To do
Please copy, line for line, the part of the records below that opens with the line containing "Expected: a point placed on each instance of the diced" and closes with the line containing "Expected: a point placed on each instance of the chopped", including both of those lines.

Stored items:

——————————

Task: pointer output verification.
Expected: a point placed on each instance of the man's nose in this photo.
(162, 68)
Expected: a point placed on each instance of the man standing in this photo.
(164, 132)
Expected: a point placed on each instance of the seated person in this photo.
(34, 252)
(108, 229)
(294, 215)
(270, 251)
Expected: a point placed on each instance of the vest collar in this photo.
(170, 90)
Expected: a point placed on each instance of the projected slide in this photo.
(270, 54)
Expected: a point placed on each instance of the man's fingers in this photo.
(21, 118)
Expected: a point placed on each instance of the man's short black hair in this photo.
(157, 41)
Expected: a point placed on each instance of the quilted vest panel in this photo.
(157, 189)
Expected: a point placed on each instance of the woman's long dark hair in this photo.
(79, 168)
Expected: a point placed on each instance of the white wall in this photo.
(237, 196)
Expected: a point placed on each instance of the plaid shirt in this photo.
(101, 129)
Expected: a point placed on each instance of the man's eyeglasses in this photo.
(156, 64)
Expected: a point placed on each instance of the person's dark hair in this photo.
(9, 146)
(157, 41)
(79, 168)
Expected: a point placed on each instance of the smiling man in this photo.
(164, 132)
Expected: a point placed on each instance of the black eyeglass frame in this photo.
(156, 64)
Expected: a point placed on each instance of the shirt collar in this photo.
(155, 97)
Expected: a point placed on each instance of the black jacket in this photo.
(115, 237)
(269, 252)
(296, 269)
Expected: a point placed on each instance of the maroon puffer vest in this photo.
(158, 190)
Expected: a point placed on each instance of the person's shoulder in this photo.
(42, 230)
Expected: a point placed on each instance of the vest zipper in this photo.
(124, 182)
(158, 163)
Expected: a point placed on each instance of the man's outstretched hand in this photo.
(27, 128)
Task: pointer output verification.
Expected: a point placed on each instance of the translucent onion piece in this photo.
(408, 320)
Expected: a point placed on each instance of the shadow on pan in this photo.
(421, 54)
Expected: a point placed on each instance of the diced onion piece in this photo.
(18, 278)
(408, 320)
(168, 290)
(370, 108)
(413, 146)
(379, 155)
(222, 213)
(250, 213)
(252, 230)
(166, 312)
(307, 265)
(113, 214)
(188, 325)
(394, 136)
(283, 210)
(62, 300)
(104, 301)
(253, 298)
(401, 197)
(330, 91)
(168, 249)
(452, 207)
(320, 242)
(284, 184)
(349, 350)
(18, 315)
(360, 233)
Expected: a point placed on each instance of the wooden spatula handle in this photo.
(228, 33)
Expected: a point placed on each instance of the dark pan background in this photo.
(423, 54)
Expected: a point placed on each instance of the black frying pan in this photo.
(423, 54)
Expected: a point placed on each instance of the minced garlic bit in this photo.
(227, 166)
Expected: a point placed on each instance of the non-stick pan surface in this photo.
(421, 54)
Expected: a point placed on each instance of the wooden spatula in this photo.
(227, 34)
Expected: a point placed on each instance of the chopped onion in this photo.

——————————

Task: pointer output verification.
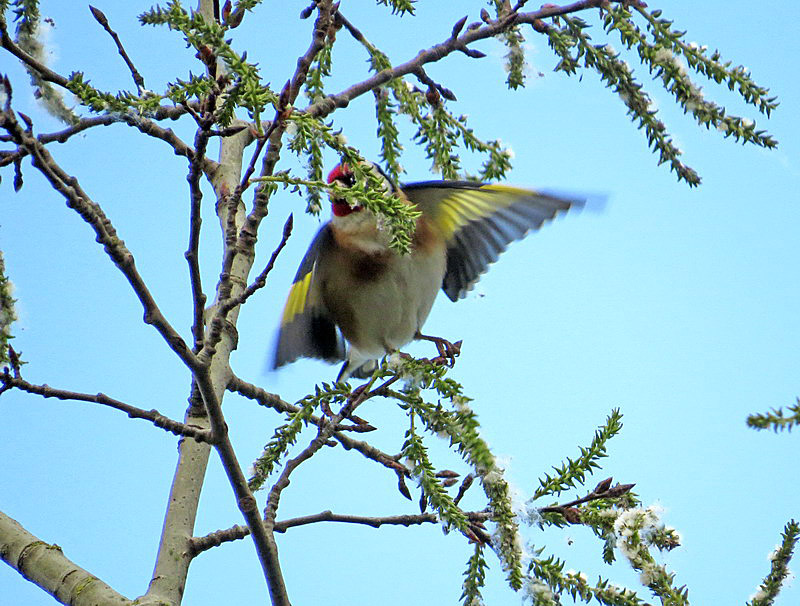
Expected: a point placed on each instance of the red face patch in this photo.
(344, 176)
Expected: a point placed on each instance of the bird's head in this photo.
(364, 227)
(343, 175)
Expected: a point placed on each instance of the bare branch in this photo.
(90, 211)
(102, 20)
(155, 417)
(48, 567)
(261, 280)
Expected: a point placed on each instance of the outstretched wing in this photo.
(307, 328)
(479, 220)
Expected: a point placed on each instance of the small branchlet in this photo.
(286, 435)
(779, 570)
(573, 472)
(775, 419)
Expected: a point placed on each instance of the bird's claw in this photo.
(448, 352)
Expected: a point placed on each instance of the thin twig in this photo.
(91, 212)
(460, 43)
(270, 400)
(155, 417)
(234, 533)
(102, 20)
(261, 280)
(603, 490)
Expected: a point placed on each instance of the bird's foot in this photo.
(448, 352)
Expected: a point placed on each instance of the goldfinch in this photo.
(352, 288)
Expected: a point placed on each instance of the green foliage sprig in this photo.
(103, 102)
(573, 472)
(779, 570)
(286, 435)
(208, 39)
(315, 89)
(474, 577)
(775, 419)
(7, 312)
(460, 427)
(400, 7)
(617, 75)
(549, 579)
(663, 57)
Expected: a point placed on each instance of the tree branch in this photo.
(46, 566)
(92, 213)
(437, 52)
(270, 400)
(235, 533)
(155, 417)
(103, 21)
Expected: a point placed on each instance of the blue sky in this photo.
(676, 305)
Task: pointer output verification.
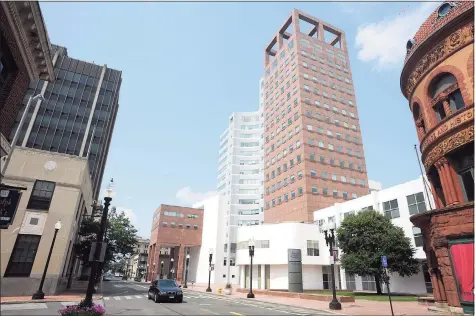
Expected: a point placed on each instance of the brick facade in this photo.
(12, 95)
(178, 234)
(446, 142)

——————————

Final answer
Expected: a point placed on each instance of the diced onion piece in this photo.
(18, 278)
(408, 320)
(168, 290)
(370, 108)
(413, 146)
(379, 155)
(222, 213)
(250, 213)
(252, 230)
(166, 312)
(307, 265)
(113, 214)
(188, 325)
(394, 136)
(283, 210)
(62, 300)
(104, 301)
(253, 298)
(401, 197)
(330, 91)
(168, 249)
(452, 207)
(320, 242)
(284, 184)
(349, 350)
(18, 315)
(360, 233)
Expected: a point placed on each instance of the wooden spatula handle in this photo.
(228, 33)
Expected: a point placed on each instance of the dark pan background in this photo.
(423, 54)
Expected: a point placed on each instance of the black frying pan in this photo.
(423, 54)
Expected: a point placed on each instance of the minced garlic bit in this photo.
(227, 166)
Expected: a point placed on each instance of the non-stick pan surface in this photo.
(421, 54)
Expected: a point placed on each instance of the wooden spatula in this photo.
(227, 34)
Expected: a point placed on each instance of the chopped onion in this photo.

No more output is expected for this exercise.